What you will do: Please output every line of the material as it stands, without the pictures.

Data excerpts:
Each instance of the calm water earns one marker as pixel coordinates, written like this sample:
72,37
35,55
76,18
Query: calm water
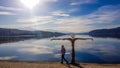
101,50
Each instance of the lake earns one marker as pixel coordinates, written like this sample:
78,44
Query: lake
101,50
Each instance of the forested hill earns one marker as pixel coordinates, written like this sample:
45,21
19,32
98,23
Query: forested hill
113,32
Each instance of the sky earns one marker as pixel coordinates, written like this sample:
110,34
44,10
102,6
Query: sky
60,15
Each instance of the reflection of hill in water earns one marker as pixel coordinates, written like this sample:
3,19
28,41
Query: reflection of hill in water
104,33
13,35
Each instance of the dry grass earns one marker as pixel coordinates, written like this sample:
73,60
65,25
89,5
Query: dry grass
9,64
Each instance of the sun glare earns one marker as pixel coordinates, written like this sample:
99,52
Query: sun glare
30,3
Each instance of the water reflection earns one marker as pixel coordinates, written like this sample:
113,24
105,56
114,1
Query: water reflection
101,50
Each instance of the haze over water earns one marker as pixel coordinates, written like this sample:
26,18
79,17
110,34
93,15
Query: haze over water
101,50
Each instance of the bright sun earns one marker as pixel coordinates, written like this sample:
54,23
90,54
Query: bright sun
30,3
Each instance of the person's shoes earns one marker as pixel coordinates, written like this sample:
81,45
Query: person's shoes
67,63
61,62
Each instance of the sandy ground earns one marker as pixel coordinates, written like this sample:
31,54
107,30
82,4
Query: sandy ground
10,64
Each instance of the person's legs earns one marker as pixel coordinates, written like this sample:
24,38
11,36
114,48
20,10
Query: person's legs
62,57
65,59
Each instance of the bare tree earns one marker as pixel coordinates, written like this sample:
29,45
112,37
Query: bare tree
72,40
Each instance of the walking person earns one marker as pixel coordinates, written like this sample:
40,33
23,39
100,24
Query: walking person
63,51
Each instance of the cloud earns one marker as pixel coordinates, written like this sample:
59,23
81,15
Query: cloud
81,2
10,8
7,57
60,13
6,13
56,21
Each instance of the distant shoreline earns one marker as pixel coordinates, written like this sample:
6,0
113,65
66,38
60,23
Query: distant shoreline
33,64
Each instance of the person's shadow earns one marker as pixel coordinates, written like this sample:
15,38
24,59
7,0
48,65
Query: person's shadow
76,64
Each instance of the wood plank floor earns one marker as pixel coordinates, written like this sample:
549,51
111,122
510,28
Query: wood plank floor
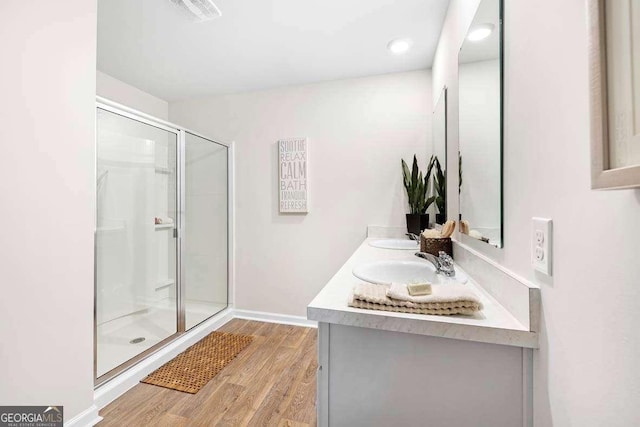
271,383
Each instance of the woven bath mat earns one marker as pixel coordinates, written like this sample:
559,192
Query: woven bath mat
193,369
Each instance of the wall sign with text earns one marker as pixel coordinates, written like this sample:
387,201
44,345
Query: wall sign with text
294,173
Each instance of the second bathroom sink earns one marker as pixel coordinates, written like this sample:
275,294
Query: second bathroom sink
387,272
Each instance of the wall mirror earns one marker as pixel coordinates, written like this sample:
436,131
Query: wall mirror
480,90
438,172
614,49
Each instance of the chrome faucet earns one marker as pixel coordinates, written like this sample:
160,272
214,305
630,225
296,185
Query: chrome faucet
443,262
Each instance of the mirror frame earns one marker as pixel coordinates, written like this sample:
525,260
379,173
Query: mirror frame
602,176
444,100
502,143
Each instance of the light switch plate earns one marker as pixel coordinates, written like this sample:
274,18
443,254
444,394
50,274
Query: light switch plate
541,255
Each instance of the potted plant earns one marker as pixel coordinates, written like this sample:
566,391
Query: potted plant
418,188
440,186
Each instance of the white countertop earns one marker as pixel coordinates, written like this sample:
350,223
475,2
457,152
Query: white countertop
494,324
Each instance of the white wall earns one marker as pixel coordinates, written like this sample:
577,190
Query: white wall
47,126
358,130
123,93
585,372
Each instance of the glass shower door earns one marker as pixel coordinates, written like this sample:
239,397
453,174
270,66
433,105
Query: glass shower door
205,227
136,246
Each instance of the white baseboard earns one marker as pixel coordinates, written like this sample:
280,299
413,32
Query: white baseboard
114,388
286,319
86,418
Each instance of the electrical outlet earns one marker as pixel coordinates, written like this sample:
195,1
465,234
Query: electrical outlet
541,245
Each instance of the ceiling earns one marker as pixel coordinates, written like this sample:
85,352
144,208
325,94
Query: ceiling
258,44
486,49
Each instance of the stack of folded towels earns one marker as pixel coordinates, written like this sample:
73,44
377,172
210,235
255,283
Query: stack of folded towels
445,299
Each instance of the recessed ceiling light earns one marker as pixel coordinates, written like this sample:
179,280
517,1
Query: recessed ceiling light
399,46
480,32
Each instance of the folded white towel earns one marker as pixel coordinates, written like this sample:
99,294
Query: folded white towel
400,292
446,299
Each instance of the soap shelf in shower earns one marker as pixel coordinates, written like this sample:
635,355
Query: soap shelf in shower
164,226
164,284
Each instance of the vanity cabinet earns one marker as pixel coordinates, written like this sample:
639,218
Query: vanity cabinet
370,377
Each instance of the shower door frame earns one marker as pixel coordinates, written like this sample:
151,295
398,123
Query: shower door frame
179,233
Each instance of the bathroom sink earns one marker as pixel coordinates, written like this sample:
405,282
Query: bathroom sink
402,244
387,272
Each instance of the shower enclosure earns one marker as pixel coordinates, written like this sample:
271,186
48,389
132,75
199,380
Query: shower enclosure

Result:
Each instance of the calm water earns one marker as pixel coordinates, written like this sample:
72,37
35,55
76,18
Query: calm water
101,50
Each instance of the lake earns one marker as pixel coordinates, written like this sample:
78,44
Query: lake
101,50
Each instance of the forested hill earns one marker as pixel coordinates, written like this sample:
45,21
19,32
98,23
Query: forested hill
113,32
Each instance of the sky earns one marker as pixel coordinates, written like this sample:
110,34
44,10
102,6
Query: sky
60,15
Each instance of the reflection of hill in water earns one marker as pixel coordinates, written like this sample:
3,19
28,41
Query: reflection of hill in water
104,33
13,35
Each instance of the dry grass earns one marker as pixel coordinates, written like this sample:
73,60
65,25
89,5
Query: dry grass
9,64
Each instance of the sun glare earns one marker as pixel coordinates, written like this sample:
99,52
Query: sun glare
30,3
Each instance of the water reflection earns one marker as pixel coordinates, written like this sample:
113,24
105,56
114,1
Query: water reflection
101,50
Each instance of the haze over water earns one marker as pixel coordinates, written like this sample:
26,18
79,17
110,34
93,15
Query: haze over water
101,50
Each instance of the bright sun earns one marker as pixel coordinates, written like this sample:
54,23
90,54
Query: bright sun
30,3
Each instance of the person's shoes earns one marker as pixel coordinates, written like this sample:
81,45
Query: person's shoes
67,63
61,62
Each instance of the sandy ground earns one marker as pixel coordinates, written like this sample:
31,54
107,30
82,4
Query: sandy ground
10,64
Each instance of the person's legs earns one marker as pixel coordinates, written like this sample:
24,38
11,36
114,48
20,10
Query: person's legs
62,57
65,59
Each instance of the bare tree earns one marker as pixel coordinates, written like this sample:
29,45
112,37
Query: bare tree
72,40
Each instance of the walking person earns one marker as pixel coordinates, written like this sample:
40,33
23,39
100,24
Query: walking person
63,51
Each instance of the cloud earns one marker as pixel coordinates, written like this sample:
59,23
81,15
Query: cloud
81,2
10,8
7,57
60,13
6,13
56,21
Each instance of the distant shoreline earns one marker as pixel coordinates, written like this sample:
6,0
113,65
66,38
60,23
Query: distant shoreline
33,64
Each instance of the person's shadow earns one marker as pixel coordinates, written like this sample:
15,38
24,59
7,0
48,65
Query: person's shadow
76,64
Each instance of the wood plank floor earns one marker as pixel coordinates, written like this sample:
549,51
111,122
510,28
Query: wood plank floor
271,383
Each instance of the woven bath mat earns one marker as pixel coordinates, written like this sample:
559,192
Query: woven bath mat
193,369
Each instance of the wall sign with text earns one marker as pixel coordinates, written like this sample:
387,201
44,345
Query: wall sign with text
294,173
Each instance of the second bathroom sink earns one marker as pixel coordinates, written like this sample:
275,294
Query: second bathroom sink
387,272
Each instance of the wall mirror earns one marker as pixel coordinates, written like this sample:
436,131
Query: wall mirror
480,90
438,172
614,49
Each instance of the chrome faucet earns one marker as pixel coordinates, written like this sample:
160,272
214,305
630,225
296,185
Query: chrome faucet
443,262
Each instance of the mirror frame earns one marker as pixel coordinates, written like this sample:
525,260
379,173
Query: mirror frame
602,176
444,100
502,143
Each instance of the light switch plate earns one marker as pixel coordinates, written like this sample:
274,18
443,254
444,394
50,274
Query: light switch plate
541,255
Each instance of the potted plant earns one marker as pixel coordinates, written like this sample:
566,391
Query: potted plant
418,188
440,186
Each instance of the white countertop earns one marker as pixel coordinates, written like this sample:
350,223
475,2
457,152
Query: white countertop
494,324
Each instance of the white wall earns one marker as pixel coordinates, written like this sample:
577,190
Query: white wall
47,126
358,130
123,93
585,372
Each instance of the glass shower door earns one marker as pixel coordinates, written like this sample:
239,397
453,174
270,66
433,105
Query: glass shower door
205,227
136,246
Each instance of the white baseboard earns one marker as pixel coordinates, written like this sample:
280,299
413,32
Query: white baseboard
114,388
286,319
86,418
Each instance of the electrical outlet earns one marker as pixel coordinates, written like this sample:
195,1
465,234
Query: electrical outlet
541,245
Each instance of the ceiling earns one marker as pixel coordinates, written like this sample:
85,352
144,208
325,94
Query: ceiling
258,44
486,49
Each instance of the stack of folded towels earns one marker as pixel coordinates, written like this sample:
73,44
377,172
210,235
255,283
Query: stack of folded towels
445,299
Each instance of the recessed ceiling light earns one marker as pixel coordinates, written like this sample:
179,280
517,1
Query: recessed ceiling light
399,46
480,32
Each instance of the folded white towel earns one marker as pixel coordinates, written like this sample:
99,294
Query: folded white towel
400,292
446,299
Each instance of the soap shelf in shower earns one marker as pixel coordinates, written like this sample:
635,355
Query: soap shelf in shower
164,226
164,284
Each instance of the vanity cabinet earns one marker as pixel coordinates, written like this sample:
639,218
Query: vanity cabinet
370,377
Each instance of the shower door frame earns one marker as pixel coordinates, written like this sample:
151,295
398,123
Query: shower door frame
179,233
Each instance of the bathroom sink earns one marker as pixel coordinates, written like this sample:
405,282
Query: bathroom sink
402,244
387,272
Each instance of the shower enclosure earns one marker as pixel coordinates, written like this sample:
271,186
48,389
132,75
199,380
Query: shower enclosure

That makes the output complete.